▶ _EXERCISE MATERIAL_
○ ○ ○
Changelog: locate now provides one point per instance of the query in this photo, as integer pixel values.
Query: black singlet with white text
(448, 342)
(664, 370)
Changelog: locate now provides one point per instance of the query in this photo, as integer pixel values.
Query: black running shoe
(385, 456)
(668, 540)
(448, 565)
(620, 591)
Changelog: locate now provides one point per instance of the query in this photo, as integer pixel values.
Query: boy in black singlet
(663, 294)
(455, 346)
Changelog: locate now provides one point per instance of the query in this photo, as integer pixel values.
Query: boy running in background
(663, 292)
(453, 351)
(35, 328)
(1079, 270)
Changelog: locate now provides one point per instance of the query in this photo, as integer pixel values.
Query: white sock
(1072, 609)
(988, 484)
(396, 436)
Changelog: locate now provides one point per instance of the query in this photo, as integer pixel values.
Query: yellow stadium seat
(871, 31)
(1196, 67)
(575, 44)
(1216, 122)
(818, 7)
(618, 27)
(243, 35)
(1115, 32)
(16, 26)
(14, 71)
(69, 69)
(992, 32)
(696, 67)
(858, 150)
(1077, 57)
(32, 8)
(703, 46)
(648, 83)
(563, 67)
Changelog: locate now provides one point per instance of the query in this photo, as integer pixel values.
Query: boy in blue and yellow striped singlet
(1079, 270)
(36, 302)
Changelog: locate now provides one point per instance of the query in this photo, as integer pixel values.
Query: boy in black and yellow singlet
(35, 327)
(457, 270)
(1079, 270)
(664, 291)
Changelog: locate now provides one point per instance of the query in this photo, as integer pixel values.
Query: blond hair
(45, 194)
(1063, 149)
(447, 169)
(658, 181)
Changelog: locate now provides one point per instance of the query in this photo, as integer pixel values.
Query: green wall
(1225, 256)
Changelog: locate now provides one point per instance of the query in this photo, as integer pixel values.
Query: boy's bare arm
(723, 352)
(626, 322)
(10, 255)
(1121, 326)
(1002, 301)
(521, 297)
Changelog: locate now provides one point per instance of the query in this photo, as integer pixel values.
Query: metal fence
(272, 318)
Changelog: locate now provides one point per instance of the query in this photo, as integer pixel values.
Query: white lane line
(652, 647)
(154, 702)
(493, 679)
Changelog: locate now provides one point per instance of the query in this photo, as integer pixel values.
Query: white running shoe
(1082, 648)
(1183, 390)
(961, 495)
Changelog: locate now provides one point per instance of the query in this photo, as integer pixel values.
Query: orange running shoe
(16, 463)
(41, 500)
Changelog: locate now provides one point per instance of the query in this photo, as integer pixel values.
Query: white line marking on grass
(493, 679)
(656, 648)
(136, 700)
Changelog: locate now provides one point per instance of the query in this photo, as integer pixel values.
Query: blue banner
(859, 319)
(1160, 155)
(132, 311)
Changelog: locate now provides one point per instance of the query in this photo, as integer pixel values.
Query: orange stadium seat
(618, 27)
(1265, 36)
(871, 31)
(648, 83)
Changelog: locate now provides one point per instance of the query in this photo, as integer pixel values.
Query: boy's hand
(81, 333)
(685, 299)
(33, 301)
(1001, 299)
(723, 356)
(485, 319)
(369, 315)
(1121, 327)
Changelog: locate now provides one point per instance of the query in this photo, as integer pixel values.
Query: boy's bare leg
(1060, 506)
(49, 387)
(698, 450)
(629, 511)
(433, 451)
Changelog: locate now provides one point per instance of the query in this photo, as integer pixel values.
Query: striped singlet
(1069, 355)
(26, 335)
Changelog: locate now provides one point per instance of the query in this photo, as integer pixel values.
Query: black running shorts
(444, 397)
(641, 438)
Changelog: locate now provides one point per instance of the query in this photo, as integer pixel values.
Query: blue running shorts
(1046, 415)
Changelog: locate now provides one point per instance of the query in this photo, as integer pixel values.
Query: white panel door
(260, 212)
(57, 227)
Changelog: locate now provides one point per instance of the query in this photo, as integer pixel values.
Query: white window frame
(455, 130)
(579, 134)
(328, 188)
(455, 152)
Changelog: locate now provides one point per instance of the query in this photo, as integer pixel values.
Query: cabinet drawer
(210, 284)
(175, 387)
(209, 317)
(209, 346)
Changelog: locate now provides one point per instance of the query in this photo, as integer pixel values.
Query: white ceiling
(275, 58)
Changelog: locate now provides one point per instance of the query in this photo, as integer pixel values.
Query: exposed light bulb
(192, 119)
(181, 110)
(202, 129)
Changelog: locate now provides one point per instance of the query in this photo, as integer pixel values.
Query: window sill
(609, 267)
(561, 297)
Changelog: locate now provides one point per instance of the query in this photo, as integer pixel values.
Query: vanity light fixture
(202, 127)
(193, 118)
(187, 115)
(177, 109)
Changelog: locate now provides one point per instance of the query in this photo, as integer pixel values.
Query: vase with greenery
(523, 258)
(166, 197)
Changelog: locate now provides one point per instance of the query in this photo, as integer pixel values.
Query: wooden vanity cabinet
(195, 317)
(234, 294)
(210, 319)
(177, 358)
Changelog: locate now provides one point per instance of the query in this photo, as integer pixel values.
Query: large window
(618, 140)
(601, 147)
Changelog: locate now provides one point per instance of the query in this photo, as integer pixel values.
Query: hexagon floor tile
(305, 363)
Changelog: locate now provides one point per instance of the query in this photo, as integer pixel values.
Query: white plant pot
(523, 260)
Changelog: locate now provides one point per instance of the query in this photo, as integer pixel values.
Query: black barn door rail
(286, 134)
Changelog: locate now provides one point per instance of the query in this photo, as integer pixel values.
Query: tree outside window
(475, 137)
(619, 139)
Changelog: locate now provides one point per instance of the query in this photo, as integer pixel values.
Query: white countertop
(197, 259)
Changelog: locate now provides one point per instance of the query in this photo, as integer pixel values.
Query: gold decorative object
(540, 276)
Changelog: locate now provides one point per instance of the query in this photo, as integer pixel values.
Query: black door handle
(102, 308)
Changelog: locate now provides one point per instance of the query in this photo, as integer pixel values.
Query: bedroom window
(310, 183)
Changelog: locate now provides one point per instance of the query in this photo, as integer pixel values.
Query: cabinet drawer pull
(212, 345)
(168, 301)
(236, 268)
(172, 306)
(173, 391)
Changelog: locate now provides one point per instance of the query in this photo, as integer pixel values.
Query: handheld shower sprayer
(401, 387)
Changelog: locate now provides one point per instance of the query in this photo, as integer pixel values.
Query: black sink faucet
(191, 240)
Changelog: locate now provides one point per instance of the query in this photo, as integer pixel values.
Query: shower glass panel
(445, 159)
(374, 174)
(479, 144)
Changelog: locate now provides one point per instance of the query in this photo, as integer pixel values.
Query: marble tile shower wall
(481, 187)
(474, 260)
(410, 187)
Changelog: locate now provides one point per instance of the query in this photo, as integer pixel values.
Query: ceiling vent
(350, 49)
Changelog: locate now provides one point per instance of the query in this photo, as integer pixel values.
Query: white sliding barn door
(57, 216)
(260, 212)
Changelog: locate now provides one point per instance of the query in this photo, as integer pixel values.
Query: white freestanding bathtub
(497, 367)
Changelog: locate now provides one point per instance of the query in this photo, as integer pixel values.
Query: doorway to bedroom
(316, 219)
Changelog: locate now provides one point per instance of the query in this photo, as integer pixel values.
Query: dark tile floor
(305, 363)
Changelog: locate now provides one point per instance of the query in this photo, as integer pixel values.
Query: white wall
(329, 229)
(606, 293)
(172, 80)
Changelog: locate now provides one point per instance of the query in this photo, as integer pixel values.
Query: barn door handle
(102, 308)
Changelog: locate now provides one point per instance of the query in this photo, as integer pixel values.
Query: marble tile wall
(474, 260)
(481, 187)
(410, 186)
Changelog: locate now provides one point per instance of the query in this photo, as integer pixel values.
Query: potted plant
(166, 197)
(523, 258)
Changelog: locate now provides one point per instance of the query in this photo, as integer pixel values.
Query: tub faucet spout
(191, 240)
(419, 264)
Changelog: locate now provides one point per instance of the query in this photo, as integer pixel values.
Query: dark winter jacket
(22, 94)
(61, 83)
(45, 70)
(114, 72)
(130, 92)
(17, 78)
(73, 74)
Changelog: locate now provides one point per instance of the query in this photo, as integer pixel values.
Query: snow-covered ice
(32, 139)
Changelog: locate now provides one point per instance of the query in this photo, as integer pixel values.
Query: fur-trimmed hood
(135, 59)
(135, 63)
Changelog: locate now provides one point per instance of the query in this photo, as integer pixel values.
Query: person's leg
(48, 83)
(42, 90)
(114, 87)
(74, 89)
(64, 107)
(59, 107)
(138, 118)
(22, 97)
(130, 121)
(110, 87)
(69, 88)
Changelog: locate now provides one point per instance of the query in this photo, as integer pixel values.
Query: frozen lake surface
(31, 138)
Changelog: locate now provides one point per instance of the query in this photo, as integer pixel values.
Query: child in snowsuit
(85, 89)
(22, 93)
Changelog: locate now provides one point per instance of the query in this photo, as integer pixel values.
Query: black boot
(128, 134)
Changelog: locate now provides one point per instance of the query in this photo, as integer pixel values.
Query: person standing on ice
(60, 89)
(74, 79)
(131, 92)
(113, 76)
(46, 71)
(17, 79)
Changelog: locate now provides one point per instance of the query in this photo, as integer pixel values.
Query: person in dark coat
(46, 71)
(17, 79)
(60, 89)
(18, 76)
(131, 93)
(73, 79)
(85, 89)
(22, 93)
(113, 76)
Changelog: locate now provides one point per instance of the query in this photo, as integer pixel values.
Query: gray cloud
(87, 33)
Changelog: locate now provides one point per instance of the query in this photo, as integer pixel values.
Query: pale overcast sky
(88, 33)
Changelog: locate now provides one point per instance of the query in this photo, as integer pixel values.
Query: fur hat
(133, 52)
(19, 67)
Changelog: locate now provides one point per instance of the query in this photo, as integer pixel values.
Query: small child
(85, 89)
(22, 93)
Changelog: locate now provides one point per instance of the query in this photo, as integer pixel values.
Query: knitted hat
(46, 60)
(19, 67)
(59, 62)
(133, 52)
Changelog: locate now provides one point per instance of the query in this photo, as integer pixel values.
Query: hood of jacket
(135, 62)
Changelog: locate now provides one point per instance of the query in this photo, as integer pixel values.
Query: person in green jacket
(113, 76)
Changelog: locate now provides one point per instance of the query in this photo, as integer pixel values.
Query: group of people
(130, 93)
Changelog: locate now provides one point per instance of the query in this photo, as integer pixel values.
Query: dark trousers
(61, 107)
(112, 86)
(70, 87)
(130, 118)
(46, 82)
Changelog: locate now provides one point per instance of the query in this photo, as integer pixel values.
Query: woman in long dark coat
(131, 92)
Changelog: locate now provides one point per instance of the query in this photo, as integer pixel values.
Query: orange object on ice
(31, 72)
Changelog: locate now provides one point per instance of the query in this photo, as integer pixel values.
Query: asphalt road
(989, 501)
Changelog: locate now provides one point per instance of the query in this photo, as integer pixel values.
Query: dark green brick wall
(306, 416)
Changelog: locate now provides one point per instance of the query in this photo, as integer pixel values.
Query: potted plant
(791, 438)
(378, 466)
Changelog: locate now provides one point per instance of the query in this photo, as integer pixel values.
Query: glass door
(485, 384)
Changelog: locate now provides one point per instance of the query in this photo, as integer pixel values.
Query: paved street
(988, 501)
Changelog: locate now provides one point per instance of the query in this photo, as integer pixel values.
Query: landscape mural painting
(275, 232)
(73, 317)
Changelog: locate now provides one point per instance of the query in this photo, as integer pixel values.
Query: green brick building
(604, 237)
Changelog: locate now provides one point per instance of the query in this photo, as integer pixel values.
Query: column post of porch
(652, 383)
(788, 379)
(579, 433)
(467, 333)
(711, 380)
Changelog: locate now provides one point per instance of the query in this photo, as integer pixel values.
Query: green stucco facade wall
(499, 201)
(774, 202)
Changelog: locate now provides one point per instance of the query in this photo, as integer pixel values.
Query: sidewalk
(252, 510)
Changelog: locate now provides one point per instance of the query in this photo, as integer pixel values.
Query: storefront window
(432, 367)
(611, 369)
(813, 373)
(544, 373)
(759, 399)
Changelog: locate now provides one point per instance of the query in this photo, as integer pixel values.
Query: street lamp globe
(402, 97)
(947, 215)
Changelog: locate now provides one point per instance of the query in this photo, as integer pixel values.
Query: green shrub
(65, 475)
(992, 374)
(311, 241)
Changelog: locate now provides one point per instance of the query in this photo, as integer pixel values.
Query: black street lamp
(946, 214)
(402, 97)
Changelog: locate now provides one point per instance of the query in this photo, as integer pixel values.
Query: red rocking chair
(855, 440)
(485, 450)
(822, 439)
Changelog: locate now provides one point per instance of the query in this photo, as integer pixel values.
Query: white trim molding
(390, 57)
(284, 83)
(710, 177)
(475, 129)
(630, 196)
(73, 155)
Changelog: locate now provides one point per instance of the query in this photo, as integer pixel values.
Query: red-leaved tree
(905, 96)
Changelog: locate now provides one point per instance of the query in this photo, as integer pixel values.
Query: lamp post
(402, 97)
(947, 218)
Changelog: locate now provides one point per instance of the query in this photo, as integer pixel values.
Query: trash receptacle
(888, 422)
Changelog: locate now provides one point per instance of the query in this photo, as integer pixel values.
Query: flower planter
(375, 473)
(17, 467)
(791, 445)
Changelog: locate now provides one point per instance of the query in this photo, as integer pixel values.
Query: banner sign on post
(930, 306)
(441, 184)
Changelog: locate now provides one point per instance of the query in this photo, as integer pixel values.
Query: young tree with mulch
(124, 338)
○ ○ ○
Find every line in the data above that contains the string "marble", treating uppercase and lowercase as different, and copy each of those lines in full.

Query: marble tile shower wall
Query: marble tile wall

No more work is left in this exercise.